Location identification items:
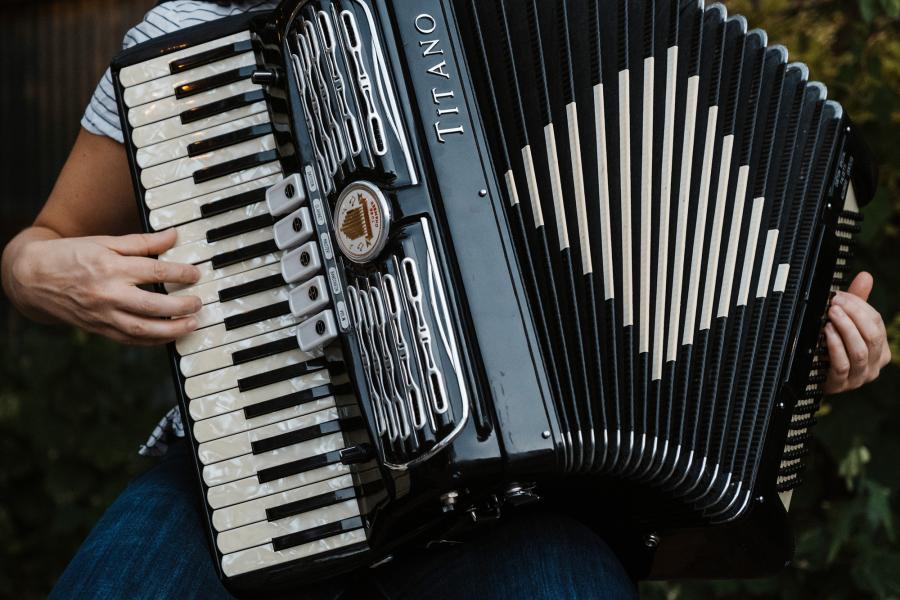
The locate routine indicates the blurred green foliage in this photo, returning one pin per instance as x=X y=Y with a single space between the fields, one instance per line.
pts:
x=73 y=408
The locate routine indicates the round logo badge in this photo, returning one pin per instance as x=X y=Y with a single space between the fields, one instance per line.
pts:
x=361 y=220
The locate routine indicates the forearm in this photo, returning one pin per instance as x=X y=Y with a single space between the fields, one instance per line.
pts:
x=17 y=267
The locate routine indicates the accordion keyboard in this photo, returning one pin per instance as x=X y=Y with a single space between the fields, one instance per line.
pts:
x=274 y=440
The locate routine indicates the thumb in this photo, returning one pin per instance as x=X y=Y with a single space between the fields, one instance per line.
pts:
x=142 y=244
x=861 y=285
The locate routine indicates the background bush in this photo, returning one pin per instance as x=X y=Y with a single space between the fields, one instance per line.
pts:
x=74 y=408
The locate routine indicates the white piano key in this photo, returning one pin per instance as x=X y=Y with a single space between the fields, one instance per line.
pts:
x=209 y=292
x=156 y=154
x=286 y=196
x=224 y=379
x=221 y=357
x=189 y=210
x=255 y=510
x=216 y=335
x=263 y=532
x=173 y=107
x=301 y=263
x=217 y=312
x=260 y=557
x=294 y=229
x=185 y=189
x=249 y=488
x=235 y=421
x=208 y=274
x=197 y=230
x=159 y=67
x=239 y=444
x=163 y=87
x=173 y=128
x=181 y=168
x=200 y=251
x=248 y=465
x=310 y=297
x=221 y=404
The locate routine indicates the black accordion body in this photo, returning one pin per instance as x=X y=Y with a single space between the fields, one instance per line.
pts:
x=462 y=256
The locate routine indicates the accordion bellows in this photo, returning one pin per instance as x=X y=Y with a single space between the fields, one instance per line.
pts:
x=459 y=256
x=664 y=168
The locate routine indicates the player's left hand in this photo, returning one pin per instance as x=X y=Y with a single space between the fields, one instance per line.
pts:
x=856 y=338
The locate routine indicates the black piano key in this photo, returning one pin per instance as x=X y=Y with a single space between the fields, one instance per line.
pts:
x=290 y=400
x=252 y=287
x=348 y=456
x=210 y=56
x=304 y=435
x=259 y=314
x=220 y=106
x=316 y=533
x=233 y=166
x=263 y=350
x=299 y=507
x=245 y=253
x=229 y=139
x=214 y=81
x=239 y=227
x=284 y=373
x=210 y=209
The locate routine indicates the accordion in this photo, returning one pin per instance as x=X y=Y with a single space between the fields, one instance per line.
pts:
x=459 y=257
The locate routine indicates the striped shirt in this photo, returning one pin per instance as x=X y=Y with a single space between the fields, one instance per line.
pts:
x=102 y=118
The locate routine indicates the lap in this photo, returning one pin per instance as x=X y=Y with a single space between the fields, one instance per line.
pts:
x=151 y=543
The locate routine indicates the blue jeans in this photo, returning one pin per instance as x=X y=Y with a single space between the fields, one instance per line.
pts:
x=150 y=544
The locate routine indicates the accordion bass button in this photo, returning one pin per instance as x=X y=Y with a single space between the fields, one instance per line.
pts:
x=316 y=331
x=286 y=196
x=294 y=229
x=309 y=298
x=301 y=263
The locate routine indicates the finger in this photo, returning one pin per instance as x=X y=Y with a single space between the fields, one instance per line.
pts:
x=840 y=362
x=141 y=244
x=855 y=346
x=865 y=317
x=150 y=270
x=150 y=304
x=861 y=286
x=148 y=330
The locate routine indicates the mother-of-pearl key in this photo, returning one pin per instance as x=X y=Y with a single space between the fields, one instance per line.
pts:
x=216 y=335
x=224 y=379
x=201 y=250
x=248 y=465
x=173 y=127
x=260 y=557
x=180 y=147
x=184 y=189
x=241 y=443
x=249 y=488
x=208 y=408
x=255 y=510
x=160 y=67
x=209 y=292
x=192 y=209
x=223 y=356
x=217 y=312
x=236 y=421
x=200 y=230
x=172 y=106
x=164 y=87
x=181 y=168
x=263 y=532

Requirement: Change each "photo" to "image" in the lines between the one holding "The locate routine indicates the thumb" and the one holding "x=210 y=209", inclusive. Give those lines again with nothing else altered.

Response below:
The locate routine indicates the thumb in this image, returning one pin per instance as x=X y=Y with a single space between the fields, one instance per line.
pts:
x=142 y=244
x=861 y=285
The locate routine indicates the background bush in this image, returning one pin per instance as x=X y=Y with a single space between the fields, one instance per line.
pts:
x=74 y=408
The locate routine indicates the white piano key in this image, returning one pin per instance as x=X y=Y with a single space between the fields, one instance per line.
pts:
x=209 y=292
x=156 y=154
x=286 y=196
x=224 y=379
x=221 y=357
x=189 y=210
x=255 y=510
x=216 y=335
x=263 y=532
x=173 y=107
x=301 y=263
x=217 y=312
x=260 y=557
x=294 y=229
x=185 y=189
x=249 y=488
x=235 y=421
x=208 y=274
x=197 y=230
x=159 y=67
x=239 y=444
x=163 y=87
x=173 y=128
x=181 y=168
x=200 y=251
x=248 y=465
x=310 y=297
x=221 y=404
The locate routine indicates the black accordion body in this image, returning one pin per instance as x=X y=Y with a single space between the fields, one instance per line.
pts:
x=462 y=256
The locate routine indicates the accordion bellows in this image, returning one pin per instance as x=X y=Y with a single space between the fields, one instance per line.
pts:
x=459 y=256
x=664 y=168
The locate routine indicates the player's left hand in this image, returning one pin per instance as x=X y=Y with a single space between the fields, one instance per line.
pts:
x=856 y=338
The locate routine indicates the black piano key in this image, returning one pin per instance as x=X y=Y with a single space between the fields, one instance per line.
pts:
x=290 y=400
x=252 y=287
x=348 y=456
x=210 y=56
x=304 y=435
x=259 y=314
x=220 y=106
x=316 y=533
x=233 y=166
x=263 y=350
x=299 y=507
x=245 y=253
x=229 y=139
x=214 y=81
x=239 y=227
x=284 y=373
x=210 y=209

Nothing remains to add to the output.